=== Selected text ===

Faced with numerous unruly or disaffected elements, Saleh played them off, one against another, using a mixture of persuasion, bribery and force to keep himself on top – a process he once described as "dancing on the heads of snakes".
But Saleh's snake-dancing skills eventually began to fail him. Between 2004 and 2010 the regime fought six intermittent wars with Houthi rebels in the north but was unable to quell them. Meanwhile in the south, separatist sentiment was growing. Then, in 2011, the Arab Spring arrived and vast numbers of Yemenis took to the streets demanding that Saleh step down.
After much resistance, Saleh resigned in 2012 and Yemen embarked on a UN-approved "transition" process. Hopes for an orderly transition collapsed when the Houthis, supported by their former enemy Saleh, over-ran much of the country, including Sanaa, the capital – thus triggering military intervention by the Saudi-led coalition.
Ceasefire – and then what?
With the war now in its third year, and with an ever-worsening humanitarian situation inside Yemen, the need to call a halt is obvious. That would be a start but it is not a solution, as Anthony Cordesman points out:
"No ceasefire or settlement that leaves a weak, ineffective, and divided government in power can end Yemen’s humanitarian crisis or allow it to move forward.
"Real peace and stability can only come if Yemen can reach a level of unity it has lacked in the past, create a modern enough central government to actually focus on recovery and development, and attract major levels of outside aid."
The need, then, is for something never achieved in Yemen's recent history: government that is relatively free from corruption and nepotism; government that treats people equitably and does not maintain power through patronage; government that commands respect from the vast majority of Yemenis and inspires confidence among investors and aid donors. It's a very tall order, but without it there will be more armed conflicts sooner or later.
'The United States of Yemen'
Before war broke out, Yemen had been on the point of turning into a federal state comprising six regions – two in the south and four in the more populous north. The "United States of Yemen", as some dubbed it, was seen as the best hope for preserving national unity. Redistributing power to the regions was partly a defence against separatist activism but also a reaction to the inadequacies of central government under Saleh's rule.
The federal plan was not without merits. It could, in theory, make government more responsive to regional and local needs. In Yemen's case, though, several factors mean that federalism – far from holding the country together – is likely to weaken national government even more and increase the likelihood of fragmentation.
One problem is uneven distribution of people and resources. As currently conceived, the federal region of Hadhramaut, in south-eastern Yemen, accounts for about 50% of the country's land mass, 80% of its oil production and only 10% of its population. That gives the inhabitants a strong incentive to claim the region's mineral wealth for themselves rather than sharing it with the rest of the country; it almost invites them to launch a struggle for secession.

===

Requests |
**a)** Print the passage on Yemen exactly as it appears, beginning at the words that have "But Saleh's snake-dancing" and stopping after "the Saudi-led coalition.".
**b)** Give what comes next in the passage on Yemen's war and federal plan, picking up after its final sentence.

=== Data lines ===

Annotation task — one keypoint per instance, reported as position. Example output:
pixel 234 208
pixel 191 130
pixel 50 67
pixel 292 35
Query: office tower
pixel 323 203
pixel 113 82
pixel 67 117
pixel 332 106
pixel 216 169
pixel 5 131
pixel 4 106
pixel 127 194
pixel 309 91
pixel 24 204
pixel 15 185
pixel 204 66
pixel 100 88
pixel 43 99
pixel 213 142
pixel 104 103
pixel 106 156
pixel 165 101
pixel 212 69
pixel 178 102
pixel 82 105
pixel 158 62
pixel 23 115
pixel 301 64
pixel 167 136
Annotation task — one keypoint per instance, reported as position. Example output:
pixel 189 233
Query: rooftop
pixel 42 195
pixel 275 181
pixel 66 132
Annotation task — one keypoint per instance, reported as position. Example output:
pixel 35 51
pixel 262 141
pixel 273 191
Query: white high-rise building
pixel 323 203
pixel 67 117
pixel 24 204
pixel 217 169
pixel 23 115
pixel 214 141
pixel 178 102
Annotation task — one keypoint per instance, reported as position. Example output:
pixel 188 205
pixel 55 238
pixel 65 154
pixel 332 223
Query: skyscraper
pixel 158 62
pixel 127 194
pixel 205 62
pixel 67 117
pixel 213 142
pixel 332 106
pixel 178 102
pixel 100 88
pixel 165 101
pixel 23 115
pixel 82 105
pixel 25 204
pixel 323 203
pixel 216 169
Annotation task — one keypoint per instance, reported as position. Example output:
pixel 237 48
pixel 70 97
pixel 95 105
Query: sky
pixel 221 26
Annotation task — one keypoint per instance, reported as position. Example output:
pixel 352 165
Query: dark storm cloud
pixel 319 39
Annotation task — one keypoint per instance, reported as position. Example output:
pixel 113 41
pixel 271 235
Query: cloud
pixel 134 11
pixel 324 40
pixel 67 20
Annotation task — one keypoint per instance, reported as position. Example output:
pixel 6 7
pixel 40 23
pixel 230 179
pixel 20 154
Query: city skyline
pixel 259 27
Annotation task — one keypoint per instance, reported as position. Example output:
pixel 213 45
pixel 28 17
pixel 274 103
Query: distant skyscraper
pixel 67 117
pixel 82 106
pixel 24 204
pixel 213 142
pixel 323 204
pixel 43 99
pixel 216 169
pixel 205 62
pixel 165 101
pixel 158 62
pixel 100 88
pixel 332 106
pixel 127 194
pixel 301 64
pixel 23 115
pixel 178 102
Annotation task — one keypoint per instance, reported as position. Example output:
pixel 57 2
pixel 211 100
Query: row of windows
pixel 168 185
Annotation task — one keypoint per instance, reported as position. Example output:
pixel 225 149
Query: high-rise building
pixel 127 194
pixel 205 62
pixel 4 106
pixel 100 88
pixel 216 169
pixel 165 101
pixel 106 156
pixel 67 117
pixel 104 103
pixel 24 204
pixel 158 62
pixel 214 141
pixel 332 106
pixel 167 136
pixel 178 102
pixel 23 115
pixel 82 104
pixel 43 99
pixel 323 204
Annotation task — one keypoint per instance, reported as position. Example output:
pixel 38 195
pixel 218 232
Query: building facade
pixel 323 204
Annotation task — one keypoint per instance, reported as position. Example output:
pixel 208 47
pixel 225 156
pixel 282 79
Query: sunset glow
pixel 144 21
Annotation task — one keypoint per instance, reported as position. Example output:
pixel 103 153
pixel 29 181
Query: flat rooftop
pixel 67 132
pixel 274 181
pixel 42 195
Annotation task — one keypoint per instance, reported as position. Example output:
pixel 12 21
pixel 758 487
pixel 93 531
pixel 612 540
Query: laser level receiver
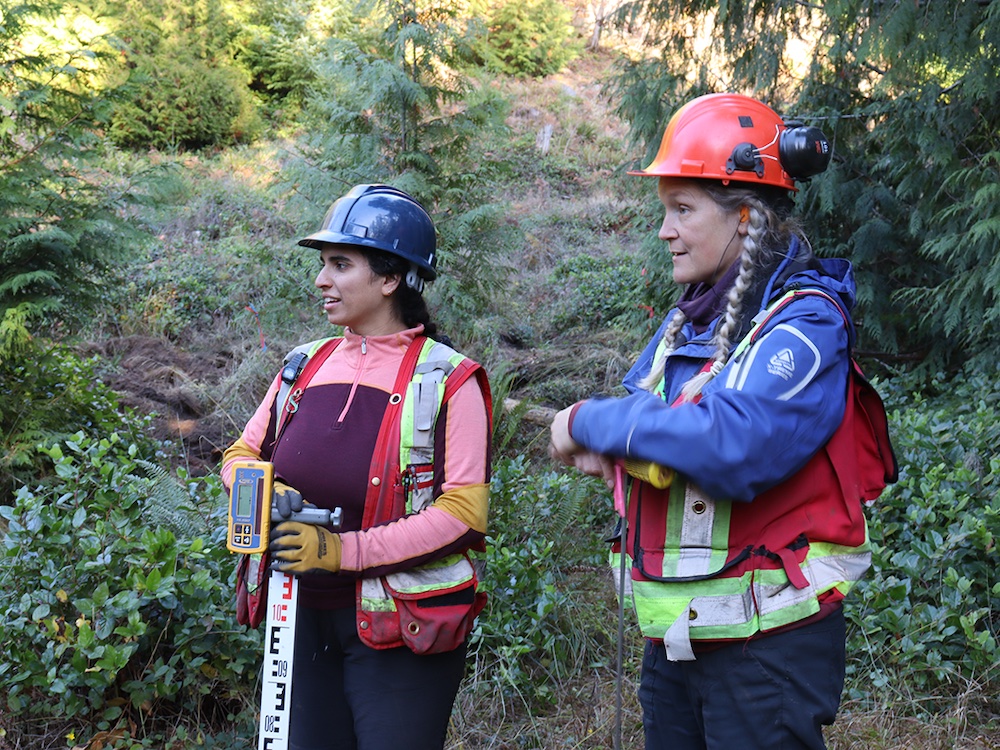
pixel 250 513
pixel 251 510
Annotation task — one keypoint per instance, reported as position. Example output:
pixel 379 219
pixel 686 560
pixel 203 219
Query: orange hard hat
pixel 733 138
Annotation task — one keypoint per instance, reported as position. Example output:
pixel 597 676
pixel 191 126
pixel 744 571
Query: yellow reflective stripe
pixel 451 571
pixel 418 416
pixel 758 600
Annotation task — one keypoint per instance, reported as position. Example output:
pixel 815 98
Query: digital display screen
pixel 244 499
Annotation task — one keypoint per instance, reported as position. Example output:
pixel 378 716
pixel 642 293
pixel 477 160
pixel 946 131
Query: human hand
pixel 562 446
pixel 286 500
pixel 304 548
pixel 596 465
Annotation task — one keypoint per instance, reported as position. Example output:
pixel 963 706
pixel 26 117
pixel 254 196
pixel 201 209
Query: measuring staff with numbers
pixel 392 426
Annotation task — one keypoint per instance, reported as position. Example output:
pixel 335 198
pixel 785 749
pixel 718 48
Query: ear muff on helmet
pixel 804 151
pixel 384 218
pixel 733 138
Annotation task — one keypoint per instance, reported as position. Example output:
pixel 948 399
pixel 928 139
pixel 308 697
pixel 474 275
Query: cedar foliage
pixel 59 227
pixel 909 94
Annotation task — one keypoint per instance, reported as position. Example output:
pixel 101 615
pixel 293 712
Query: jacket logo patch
pixel 782 364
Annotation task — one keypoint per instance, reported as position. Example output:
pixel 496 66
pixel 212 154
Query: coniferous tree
pixel 908 92
pixel 59 229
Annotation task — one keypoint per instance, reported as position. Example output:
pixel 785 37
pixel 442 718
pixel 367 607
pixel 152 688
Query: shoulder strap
pixel 762 318
pixel 300 365
pixel 870 445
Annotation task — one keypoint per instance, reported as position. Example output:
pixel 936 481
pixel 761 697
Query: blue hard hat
pixel 383 218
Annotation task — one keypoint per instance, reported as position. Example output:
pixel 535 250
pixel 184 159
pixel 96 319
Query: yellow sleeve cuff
pixel 469 504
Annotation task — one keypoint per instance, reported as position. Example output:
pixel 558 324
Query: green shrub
pixel 45 396
pixel 115 584
pixel 530 38
pixel 598 292
pixel 929 609
pixel 183 102
pixel 529 639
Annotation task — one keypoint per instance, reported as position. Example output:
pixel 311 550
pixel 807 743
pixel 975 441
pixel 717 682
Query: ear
pixel 390 283
pixel 744 225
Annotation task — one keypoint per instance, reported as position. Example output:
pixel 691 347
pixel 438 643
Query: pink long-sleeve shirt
pixel 326 448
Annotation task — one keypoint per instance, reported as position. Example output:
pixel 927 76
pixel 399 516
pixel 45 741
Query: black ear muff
pixel 804 151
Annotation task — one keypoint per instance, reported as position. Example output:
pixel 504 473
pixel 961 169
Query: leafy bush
pixel 599 291
pixel 46 396
pixel 192 104
pixel 116 586
pixel 60 229
pixel 530 38
pixel 530 638
pixel 929 610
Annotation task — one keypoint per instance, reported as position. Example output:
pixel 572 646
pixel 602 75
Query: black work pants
pixel 348 696
pixel 772 693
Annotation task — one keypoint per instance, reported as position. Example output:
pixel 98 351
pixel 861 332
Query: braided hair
pixel 769 232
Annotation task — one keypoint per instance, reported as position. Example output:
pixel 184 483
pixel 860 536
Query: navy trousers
pixel 772 693
pixel 348 696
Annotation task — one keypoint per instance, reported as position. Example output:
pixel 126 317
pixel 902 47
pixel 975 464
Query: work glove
pixel 286 500
pixel 304 548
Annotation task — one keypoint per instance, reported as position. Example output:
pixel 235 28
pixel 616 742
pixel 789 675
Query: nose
pixel 667 231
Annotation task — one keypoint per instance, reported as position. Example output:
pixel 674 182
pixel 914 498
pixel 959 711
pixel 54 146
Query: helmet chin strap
pixel 413 279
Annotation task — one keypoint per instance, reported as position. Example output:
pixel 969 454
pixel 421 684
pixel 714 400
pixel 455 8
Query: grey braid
pixel 749 258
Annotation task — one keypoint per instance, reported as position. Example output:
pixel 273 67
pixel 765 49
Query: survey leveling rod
pixel 250 514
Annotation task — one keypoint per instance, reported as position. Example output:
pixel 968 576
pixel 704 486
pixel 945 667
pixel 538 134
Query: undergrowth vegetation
pixel 116 588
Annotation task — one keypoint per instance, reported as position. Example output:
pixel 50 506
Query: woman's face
pixel 353 296
pixel 704 239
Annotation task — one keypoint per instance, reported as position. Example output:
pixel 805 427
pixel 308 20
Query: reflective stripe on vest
pixel 760 599
pixel 690 595
pixel 418 419
pixel 417 423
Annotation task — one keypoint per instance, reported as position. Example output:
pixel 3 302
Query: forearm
pixel 455 522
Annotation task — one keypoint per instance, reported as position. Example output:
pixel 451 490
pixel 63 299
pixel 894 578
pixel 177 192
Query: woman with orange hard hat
pixel 739 457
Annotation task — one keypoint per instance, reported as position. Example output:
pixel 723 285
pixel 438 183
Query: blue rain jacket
pixel 763 417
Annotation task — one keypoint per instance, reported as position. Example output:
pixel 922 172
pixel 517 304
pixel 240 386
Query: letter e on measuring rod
pixel 276 690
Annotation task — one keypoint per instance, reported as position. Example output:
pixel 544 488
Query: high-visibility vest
pixel 401 481
pixel 713 569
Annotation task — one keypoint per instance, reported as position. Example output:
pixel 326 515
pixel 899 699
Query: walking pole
pixel 250 513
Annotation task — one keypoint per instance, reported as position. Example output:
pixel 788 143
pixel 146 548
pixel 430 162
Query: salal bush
pixel 116 587
pixel 927 616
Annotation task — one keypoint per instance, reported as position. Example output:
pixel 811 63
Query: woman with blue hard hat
pixel 392 425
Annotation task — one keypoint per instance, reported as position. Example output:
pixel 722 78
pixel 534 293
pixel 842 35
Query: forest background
pixel 158 160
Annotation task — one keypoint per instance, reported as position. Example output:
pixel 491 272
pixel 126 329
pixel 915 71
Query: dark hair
pixel 409 303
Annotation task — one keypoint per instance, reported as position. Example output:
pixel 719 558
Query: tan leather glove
pixel 303 548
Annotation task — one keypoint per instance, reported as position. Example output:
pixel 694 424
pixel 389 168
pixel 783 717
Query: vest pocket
pixel 430 609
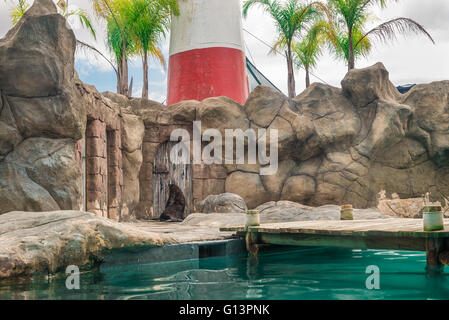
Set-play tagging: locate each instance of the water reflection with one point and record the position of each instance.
(312, 273)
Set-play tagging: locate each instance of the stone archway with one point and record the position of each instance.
(166, 173)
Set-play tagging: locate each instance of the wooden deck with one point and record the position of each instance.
(399, 234)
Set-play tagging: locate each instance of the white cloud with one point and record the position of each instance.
(412, 59)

===

Answers to the tasks |
**a)**
But Saleh's snake-dancing skills eventually began to fail him. Between 2004 and 2010 the regime fought six intermittent wars with Houthi rebels in the north but was unable to quell them. Meanwhile in the south, separatist sentiment was growing. Then, in 2011, the Arab Spring arrived and vast numbers of Yemenis took to the streets demanding that Saleh step down.
After much resistance, Saleh resigned in 2012 and Yemen embarked on a UN-approved "transition" process. Hopes for an orderly transition collapsed when the Houthis, supported by their former enemy Saleh, over-ran much of the country, including Sanaa, the capital – thus triggering military intervention by the Saudi-led coalition.

**b)**
Federalism will accelerate the country's break-up unless there is also a central government in Sanaa which has enough authority to arbitrate between regions and is capable of imposing its will when necessary, in ways that Yemenis can recognise as just and fair.
Oil is not the only issue that needs to be tackled nationally. The presence of al-Qaeda is another, as is Yemen's looming water crisis. In the book, Why Yemen Matters, Helen Lackner writes:
"Without effective water governance and management ... Yemen’s long-term perspective is one of worsening poverty, and therefore of further deterioration of security and safety. Sooner rather than later, this is likely to lead to civil strife on an unprecedented scale ...
"The state must retain final authority over water management and enforce decisions that protect the interests of all Yemenis, rather than bowing to political pressure from powerful interest groups."
The north-south divide
In addition to the centrifugal tendencies reflected by federalism there are also demands in the south for full-blown independence. The Southern Movement (al-Hirak) is engaged in one of the world's oddest "liberation" struggles: it seeks to re-establish a vanished state which was the accidental product of British and Turkish imperialism.
When the British withdrew from Aden in 1967, the southern part of Yemen became the Arab world's first (and last) Marxist state. The People's Democratic Republic of Yemen survived in the south for 23 years before unification with the north.
Since the 1960s, aspirations towards national unity had been part of the political rhetoric on both sides of the divide, but for most of the time it was mainly rhetoric. Talking of unity without actually achieving it was one way of managing relations between north and south, while each side continued building its own separate state:
The root of the problem was that ultimately Yemeni nationalism could not be reconciled with the existence of two separate regimes. This presented the governments of north and south with a serious logical and practical difficulty. They were obliged to espouse unification as a long-term goal, since to do otherwise would appear unpatriotic and damage their claim to legitimacy. On the other hand, they wanted to ensure their own survival and were aware that actual unification could easily prove suicidal for either or both of them.
To mitigate the illogicality of their position, both sides claimed to be the true representative of Yemeni nationalism; the south, for instance, changed its name from People’s Republic of South Yemen to People’s Democratic Republic of Yemen – omitting the word “south” – in what has been described as “an open claim to the whole of Yemen under the banner of socialism”.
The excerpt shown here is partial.